╭──
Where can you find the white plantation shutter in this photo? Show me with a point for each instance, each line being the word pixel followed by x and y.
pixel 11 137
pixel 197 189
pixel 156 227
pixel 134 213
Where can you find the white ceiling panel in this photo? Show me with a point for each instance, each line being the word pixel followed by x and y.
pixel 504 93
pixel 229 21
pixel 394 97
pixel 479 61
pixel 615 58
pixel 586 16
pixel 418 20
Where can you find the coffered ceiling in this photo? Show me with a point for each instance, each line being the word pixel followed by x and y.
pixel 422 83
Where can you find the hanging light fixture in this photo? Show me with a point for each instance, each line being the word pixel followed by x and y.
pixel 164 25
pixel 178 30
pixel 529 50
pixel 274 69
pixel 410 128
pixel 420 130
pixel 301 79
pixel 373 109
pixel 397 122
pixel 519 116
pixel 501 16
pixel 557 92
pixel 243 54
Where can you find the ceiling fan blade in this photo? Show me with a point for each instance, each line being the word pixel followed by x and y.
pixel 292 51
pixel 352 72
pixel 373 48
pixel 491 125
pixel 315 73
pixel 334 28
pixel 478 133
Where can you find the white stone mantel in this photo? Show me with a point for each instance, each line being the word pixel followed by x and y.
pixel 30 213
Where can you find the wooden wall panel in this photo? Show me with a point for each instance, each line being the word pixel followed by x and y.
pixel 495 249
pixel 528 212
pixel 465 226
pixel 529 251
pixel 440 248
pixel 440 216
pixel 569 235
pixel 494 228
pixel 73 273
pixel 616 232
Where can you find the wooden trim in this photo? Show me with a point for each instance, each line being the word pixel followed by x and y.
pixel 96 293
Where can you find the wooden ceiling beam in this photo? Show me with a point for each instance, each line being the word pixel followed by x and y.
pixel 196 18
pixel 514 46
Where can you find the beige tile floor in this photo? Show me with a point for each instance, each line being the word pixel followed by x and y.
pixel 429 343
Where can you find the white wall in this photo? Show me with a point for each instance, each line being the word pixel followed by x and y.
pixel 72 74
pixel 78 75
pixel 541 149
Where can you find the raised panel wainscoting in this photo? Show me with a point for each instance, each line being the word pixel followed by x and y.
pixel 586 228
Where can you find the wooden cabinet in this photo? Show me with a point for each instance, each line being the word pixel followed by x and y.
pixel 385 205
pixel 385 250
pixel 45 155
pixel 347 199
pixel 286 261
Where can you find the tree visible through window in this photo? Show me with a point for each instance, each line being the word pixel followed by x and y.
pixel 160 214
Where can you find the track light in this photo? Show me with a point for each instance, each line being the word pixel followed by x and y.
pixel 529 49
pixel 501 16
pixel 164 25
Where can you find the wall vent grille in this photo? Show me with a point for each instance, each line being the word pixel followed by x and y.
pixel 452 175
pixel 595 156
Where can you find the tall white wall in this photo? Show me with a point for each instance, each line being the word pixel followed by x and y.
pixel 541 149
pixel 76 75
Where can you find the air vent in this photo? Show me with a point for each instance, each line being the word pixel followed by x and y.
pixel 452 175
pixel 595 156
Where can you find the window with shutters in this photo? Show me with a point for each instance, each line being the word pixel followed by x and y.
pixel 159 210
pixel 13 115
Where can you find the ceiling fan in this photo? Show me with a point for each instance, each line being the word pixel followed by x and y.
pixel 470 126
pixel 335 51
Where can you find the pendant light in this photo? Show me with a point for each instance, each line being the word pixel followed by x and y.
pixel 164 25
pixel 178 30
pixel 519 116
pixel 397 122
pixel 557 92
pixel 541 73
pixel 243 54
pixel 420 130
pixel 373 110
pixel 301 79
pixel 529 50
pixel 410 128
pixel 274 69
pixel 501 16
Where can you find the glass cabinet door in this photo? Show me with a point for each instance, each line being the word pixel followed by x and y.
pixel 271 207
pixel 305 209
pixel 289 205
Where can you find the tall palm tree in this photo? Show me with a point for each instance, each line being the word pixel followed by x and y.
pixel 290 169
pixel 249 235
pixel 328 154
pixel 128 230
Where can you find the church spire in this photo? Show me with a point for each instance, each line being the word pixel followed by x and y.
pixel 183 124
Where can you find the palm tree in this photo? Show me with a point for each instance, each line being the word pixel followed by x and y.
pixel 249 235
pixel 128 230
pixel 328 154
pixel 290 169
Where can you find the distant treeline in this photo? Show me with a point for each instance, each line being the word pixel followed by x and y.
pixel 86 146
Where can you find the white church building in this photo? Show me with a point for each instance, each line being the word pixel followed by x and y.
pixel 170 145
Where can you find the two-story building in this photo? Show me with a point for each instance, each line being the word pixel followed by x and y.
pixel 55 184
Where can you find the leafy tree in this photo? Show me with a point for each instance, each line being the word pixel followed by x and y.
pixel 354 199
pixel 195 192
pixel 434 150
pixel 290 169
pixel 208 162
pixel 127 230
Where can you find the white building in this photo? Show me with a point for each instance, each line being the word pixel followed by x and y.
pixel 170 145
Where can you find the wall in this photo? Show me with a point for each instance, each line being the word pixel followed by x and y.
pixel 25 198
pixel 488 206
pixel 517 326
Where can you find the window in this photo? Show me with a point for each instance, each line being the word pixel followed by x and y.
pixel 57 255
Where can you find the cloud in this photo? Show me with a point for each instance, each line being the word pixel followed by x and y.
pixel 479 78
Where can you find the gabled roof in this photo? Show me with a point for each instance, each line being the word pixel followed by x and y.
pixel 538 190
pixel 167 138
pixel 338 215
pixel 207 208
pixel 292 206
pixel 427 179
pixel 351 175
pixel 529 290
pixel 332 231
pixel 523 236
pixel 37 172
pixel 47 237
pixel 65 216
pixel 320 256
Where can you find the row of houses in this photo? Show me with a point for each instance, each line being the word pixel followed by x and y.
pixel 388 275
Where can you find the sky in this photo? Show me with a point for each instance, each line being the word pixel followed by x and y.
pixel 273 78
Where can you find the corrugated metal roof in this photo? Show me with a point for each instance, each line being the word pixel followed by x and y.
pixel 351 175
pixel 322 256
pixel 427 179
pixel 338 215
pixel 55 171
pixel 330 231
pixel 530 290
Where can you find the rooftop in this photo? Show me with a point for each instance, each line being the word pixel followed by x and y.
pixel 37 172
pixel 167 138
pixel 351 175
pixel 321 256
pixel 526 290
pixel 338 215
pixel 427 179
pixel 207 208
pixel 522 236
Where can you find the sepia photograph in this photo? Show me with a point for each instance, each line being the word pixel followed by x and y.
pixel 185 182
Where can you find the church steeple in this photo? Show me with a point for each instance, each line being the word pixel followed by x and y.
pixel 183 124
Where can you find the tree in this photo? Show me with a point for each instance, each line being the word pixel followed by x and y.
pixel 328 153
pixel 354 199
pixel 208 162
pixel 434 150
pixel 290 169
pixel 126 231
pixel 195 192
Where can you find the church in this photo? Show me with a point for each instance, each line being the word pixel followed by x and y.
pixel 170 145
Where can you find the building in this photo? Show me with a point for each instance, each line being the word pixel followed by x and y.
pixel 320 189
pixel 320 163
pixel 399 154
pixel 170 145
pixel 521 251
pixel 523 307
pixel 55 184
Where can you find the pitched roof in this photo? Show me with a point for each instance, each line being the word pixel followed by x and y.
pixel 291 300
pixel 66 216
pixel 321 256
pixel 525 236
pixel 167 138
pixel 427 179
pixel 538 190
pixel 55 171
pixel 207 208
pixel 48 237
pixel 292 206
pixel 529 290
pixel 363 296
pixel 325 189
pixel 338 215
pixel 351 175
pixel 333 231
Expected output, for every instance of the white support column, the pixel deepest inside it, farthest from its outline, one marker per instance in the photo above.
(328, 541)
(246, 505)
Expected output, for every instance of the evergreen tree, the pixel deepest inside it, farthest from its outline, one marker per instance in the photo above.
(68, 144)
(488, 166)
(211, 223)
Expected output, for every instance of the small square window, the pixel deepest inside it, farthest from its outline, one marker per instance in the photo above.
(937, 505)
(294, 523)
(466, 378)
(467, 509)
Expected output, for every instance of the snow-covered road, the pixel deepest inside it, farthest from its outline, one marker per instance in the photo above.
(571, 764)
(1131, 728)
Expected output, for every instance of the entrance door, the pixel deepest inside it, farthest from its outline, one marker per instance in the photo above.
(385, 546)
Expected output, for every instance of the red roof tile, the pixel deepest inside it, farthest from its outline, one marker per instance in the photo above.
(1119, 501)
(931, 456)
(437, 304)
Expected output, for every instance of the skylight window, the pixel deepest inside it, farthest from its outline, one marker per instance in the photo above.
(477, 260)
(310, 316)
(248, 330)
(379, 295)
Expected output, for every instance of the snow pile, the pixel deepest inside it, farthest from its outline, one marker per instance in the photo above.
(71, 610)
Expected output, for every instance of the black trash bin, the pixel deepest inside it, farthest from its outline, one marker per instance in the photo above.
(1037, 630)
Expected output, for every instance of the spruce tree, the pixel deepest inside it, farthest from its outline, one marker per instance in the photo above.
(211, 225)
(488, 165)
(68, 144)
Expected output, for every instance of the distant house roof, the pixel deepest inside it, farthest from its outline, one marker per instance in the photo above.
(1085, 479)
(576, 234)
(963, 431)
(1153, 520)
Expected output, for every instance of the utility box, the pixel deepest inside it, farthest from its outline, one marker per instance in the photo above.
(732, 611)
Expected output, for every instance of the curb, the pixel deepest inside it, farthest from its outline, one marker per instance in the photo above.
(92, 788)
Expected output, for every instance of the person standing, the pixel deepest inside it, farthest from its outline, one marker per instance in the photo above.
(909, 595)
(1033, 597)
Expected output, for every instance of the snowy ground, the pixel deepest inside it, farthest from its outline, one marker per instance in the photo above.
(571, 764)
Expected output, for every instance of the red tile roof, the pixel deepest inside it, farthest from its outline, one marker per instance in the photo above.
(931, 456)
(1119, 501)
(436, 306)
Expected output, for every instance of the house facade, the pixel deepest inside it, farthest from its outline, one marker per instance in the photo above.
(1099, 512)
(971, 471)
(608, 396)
╰──
• _What the task requires_
Only a verbatim transcription of the lines from the one containing "Expected output, for every instance of the snowy" through the last line of the records counts as the answer.

• _Result for this task_
Expected output, for every instance of the snowy ground, the pixel deepest inside it, farthest from its outline, one marker per instance in the photo above.
(571, 764)
Expected output, for every instance of the red tile roof, the pixel deepest inside it, farthest from its outline, one marker per instance in the photo above.
(931, 456)
(1119, 501)
(436, 306)
Expected output, for every instance of the house facade, the pixel deepest inside it, farthest from its outline, one marker per instance in the photo above.
(1099, 512)
(971, 471)
(608, 396)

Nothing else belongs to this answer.